Short exercise :: Can you pull out every line below that contains the word "vent" and list them together?

Raw data ::
========

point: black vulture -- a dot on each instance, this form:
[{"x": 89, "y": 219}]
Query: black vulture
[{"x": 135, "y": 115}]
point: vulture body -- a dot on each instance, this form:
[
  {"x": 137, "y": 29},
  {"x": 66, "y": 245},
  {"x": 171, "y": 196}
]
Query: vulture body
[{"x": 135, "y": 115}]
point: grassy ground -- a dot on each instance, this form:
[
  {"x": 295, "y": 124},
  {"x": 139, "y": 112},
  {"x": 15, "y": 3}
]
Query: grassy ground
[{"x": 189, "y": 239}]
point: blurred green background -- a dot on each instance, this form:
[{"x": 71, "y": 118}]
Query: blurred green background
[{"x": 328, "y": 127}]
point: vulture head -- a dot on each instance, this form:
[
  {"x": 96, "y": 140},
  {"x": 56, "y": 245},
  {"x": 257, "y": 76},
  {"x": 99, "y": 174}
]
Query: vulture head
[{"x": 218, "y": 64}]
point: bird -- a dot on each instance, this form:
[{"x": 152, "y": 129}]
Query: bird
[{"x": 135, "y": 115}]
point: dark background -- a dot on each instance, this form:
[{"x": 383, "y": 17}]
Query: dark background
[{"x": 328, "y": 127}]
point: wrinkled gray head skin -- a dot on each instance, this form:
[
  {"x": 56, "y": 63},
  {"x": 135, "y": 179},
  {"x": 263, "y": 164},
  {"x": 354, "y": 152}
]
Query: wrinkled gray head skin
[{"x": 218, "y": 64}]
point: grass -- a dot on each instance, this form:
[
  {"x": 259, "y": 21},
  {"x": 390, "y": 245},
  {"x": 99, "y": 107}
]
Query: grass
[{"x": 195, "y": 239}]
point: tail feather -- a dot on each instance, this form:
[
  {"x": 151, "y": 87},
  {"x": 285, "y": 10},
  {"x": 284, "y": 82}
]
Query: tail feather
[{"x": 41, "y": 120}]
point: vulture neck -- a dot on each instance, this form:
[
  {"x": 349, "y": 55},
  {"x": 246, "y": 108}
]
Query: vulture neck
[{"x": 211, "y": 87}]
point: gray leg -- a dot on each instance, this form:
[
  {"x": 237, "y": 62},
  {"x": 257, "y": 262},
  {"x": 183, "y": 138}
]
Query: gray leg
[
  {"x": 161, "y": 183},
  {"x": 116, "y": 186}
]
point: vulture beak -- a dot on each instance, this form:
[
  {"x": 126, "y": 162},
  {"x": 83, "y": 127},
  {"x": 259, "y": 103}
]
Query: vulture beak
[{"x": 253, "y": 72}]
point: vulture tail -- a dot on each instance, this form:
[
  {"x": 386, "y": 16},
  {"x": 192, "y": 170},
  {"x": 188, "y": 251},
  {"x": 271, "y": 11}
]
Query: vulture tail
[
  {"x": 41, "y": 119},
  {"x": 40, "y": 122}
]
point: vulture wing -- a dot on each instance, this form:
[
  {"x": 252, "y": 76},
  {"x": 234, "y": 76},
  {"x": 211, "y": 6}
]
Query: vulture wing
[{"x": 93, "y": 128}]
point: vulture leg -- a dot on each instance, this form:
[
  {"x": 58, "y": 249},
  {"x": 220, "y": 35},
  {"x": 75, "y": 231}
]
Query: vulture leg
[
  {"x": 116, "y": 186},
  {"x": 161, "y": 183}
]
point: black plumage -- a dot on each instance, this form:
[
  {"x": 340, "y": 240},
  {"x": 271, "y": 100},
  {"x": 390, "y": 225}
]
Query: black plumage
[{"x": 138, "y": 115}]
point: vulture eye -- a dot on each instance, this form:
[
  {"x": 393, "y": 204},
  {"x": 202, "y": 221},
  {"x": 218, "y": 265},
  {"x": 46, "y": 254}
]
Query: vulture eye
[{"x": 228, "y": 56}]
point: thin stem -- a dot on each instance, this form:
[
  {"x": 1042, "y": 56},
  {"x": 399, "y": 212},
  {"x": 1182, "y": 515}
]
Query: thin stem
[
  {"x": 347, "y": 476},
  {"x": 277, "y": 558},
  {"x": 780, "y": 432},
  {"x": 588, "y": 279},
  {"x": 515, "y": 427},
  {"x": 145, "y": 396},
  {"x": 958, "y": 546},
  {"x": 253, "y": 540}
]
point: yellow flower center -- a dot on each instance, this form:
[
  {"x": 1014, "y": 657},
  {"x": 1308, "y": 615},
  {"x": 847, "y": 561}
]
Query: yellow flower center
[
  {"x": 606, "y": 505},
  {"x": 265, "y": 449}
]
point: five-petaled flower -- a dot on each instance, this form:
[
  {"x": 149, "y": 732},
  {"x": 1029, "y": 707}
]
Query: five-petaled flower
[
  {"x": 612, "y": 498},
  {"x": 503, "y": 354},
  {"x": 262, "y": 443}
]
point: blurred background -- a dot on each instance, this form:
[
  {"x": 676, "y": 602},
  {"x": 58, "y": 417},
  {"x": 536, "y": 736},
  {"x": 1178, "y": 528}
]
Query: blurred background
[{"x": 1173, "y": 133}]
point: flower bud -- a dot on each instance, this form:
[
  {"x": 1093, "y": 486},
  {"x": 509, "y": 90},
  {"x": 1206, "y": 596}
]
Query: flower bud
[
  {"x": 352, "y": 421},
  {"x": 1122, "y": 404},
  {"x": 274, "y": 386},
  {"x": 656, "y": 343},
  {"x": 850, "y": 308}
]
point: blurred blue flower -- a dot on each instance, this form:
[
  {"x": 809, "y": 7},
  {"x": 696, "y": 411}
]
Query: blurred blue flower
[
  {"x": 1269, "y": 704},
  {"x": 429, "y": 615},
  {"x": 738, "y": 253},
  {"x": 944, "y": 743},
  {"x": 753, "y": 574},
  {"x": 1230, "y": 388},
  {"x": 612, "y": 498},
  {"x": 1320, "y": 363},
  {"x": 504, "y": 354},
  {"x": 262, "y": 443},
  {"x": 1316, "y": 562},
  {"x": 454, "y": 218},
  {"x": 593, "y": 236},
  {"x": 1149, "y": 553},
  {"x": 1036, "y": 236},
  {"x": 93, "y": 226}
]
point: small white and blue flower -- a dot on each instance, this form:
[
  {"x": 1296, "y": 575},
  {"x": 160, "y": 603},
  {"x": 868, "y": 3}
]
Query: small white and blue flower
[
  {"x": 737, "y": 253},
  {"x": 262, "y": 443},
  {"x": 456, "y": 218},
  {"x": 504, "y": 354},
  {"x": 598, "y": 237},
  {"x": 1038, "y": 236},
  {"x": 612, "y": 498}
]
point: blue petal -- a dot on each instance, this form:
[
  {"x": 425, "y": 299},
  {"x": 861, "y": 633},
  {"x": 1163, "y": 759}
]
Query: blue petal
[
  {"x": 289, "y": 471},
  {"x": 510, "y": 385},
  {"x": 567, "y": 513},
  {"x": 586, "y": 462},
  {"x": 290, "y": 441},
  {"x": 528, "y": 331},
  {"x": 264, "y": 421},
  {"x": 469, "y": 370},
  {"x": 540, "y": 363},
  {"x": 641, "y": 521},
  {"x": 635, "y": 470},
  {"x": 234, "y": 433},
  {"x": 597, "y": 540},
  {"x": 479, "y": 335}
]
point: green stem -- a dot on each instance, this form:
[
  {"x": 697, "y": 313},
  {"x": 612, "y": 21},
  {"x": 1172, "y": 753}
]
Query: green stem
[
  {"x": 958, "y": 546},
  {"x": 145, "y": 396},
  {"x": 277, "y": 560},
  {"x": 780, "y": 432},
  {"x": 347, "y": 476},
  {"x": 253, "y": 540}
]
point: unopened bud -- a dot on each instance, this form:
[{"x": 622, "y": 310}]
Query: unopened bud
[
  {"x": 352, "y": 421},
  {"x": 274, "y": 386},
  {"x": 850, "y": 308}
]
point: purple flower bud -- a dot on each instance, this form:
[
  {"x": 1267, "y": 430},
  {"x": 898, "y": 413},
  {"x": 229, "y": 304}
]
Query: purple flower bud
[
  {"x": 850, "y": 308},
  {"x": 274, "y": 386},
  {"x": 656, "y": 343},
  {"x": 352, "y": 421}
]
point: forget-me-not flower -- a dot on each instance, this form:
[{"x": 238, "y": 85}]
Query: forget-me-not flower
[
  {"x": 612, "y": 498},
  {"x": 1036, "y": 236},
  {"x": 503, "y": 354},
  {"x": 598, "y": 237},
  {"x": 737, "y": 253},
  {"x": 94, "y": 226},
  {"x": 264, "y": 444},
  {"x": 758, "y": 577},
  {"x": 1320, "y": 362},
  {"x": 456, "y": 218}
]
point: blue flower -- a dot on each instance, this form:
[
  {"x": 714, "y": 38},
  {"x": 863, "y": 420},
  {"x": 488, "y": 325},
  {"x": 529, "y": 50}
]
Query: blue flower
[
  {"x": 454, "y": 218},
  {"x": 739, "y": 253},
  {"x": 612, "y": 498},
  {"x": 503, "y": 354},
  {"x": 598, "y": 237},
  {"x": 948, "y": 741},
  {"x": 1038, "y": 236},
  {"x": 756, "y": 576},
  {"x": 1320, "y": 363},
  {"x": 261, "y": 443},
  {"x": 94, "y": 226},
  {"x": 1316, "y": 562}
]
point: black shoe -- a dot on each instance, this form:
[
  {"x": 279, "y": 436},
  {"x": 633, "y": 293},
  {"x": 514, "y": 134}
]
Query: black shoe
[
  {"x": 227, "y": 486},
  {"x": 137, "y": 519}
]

========

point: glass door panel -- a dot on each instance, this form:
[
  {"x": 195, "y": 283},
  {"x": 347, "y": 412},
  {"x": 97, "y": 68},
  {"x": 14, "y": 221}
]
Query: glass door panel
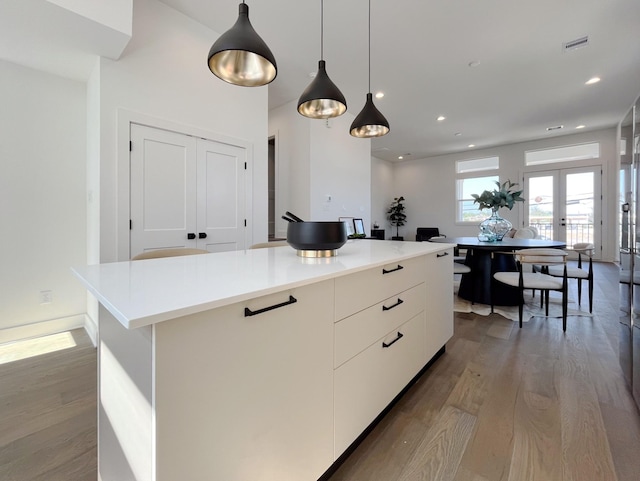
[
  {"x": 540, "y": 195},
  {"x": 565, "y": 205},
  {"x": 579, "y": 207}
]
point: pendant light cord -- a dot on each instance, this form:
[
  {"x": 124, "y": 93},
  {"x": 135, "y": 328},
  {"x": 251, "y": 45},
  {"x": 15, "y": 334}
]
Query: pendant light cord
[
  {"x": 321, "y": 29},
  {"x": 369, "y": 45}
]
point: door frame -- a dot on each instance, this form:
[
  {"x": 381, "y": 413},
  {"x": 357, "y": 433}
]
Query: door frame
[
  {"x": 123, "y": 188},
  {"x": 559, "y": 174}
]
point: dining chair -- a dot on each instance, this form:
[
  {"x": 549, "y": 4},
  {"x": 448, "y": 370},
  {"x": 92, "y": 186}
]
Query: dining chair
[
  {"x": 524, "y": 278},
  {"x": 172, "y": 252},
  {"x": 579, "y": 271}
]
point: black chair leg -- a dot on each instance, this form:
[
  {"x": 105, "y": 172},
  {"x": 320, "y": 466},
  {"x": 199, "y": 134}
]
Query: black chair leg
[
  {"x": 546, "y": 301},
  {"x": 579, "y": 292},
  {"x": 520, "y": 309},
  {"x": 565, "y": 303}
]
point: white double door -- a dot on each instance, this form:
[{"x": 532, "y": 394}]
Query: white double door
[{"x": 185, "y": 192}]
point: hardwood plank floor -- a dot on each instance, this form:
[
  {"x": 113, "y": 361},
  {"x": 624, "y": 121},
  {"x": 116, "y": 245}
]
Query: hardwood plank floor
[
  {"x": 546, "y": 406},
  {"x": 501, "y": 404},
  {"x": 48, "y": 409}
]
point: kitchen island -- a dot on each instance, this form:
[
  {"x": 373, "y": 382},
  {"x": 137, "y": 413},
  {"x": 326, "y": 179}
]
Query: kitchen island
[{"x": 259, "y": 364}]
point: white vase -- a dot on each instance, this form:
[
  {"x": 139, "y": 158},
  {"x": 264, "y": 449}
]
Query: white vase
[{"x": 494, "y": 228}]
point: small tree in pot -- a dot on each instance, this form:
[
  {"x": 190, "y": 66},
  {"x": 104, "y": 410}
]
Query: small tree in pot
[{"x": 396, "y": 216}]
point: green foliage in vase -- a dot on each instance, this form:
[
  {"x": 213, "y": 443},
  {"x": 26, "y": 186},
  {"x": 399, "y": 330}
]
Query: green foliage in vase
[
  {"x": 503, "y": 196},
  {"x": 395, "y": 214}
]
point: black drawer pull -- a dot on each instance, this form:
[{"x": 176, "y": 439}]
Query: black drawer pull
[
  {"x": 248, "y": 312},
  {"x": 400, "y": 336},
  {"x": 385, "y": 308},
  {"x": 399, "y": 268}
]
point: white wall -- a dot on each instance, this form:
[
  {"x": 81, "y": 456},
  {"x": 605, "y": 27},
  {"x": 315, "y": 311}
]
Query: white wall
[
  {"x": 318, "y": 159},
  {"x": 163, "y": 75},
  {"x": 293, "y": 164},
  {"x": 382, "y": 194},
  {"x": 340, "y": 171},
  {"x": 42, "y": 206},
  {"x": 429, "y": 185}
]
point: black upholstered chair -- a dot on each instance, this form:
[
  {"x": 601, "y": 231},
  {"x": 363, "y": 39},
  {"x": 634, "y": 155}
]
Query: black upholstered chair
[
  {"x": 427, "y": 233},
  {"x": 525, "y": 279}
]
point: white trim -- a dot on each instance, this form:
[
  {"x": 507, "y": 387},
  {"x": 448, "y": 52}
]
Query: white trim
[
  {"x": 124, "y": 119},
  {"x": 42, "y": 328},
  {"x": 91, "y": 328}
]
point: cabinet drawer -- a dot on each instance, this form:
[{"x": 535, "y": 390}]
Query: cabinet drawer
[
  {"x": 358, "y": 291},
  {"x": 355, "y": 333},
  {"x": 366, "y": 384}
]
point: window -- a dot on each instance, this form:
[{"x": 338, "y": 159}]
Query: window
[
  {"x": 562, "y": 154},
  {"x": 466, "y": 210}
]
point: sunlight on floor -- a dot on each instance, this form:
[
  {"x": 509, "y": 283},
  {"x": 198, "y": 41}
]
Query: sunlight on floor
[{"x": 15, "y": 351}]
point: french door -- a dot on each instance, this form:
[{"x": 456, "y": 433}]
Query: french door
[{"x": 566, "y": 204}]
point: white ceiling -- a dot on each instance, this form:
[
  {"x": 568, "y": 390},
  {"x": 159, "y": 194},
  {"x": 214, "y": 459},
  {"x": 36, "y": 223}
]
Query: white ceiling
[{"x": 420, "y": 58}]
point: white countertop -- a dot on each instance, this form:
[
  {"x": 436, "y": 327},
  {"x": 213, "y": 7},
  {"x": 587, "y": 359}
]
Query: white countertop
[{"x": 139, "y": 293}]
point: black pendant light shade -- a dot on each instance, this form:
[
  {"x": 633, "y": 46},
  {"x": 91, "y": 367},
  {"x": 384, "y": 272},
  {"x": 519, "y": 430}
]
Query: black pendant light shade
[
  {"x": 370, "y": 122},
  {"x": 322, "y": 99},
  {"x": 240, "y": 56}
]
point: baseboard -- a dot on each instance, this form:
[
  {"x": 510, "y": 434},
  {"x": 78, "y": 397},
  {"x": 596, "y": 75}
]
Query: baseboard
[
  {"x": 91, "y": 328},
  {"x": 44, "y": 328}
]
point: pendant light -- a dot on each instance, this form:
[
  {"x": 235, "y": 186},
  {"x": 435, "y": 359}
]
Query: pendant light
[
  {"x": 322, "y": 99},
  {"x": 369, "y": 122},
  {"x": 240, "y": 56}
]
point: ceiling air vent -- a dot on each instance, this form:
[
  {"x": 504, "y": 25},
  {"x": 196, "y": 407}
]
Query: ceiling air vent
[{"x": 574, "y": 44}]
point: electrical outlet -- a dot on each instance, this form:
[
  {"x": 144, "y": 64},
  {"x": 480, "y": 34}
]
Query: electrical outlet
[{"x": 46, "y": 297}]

========

Expected answer ::
point: ceiling air vent -- a dot on each instance, this form:
Query: ceiling air vent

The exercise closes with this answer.